● SHORT PROBLEM
In the rows below, rewrite the lines from the one containing "pin: the black" through the end of the rows, changing "shelving unit" to "storage rack" and keeping everything else the same.

Location identification items:
·····

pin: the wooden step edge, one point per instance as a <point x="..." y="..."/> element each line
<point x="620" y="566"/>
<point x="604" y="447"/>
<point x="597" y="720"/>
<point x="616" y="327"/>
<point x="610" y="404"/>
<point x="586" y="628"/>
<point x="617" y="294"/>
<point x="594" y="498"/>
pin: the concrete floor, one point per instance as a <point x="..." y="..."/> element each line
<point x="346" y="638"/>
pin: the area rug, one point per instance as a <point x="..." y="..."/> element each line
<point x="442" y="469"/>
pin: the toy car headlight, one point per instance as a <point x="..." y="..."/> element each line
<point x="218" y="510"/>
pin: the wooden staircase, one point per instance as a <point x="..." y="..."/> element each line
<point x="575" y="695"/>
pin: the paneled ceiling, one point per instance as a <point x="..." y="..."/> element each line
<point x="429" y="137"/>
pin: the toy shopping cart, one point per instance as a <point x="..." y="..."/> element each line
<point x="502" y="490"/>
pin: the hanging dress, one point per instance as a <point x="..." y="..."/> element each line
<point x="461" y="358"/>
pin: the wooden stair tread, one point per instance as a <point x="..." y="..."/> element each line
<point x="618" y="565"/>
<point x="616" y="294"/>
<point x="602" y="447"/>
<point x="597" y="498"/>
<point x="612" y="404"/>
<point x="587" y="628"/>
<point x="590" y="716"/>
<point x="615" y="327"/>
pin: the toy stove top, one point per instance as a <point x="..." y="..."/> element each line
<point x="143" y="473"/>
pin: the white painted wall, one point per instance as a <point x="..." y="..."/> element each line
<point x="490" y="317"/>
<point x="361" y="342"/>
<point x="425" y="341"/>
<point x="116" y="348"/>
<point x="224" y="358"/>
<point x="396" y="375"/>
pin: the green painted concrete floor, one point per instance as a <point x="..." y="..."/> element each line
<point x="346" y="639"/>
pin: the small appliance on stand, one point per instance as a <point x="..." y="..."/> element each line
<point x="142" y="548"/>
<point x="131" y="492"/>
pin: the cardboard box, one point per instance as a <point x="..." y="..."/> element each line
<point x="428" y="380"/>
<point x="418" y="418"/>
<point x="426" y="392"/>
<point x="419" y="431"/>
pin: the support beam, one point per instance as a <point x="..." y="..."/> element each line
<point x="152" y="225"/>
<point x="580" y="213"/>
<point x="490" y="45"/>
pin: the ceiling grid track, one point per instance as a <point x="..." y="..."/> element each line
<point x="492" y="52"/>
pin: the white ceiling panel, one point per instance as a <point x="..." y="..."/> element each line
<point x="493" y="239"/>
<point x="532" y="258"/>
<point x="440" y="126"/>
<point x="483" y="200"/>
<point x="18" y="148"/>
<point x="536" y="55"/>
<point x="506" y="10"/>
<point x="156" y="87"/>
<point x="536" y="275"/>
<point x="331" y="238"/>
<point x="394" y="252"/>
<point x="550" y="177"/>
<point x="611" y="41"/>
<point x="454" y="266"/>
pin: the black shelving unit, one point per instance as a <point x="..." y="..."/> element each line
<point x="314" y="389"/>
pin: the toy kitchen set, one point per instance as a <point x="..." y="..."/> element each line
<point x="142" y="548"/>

·····

● TASK RESPONSE
pin: the black storage rack, one point per instance as a <point x="..." y="..."/> element each line
<point x="314" y="389"/>
pin: the toy kitchen set, one point per instance as a <point x="..." y="..."/> element each line
<point x="142" y="548"/>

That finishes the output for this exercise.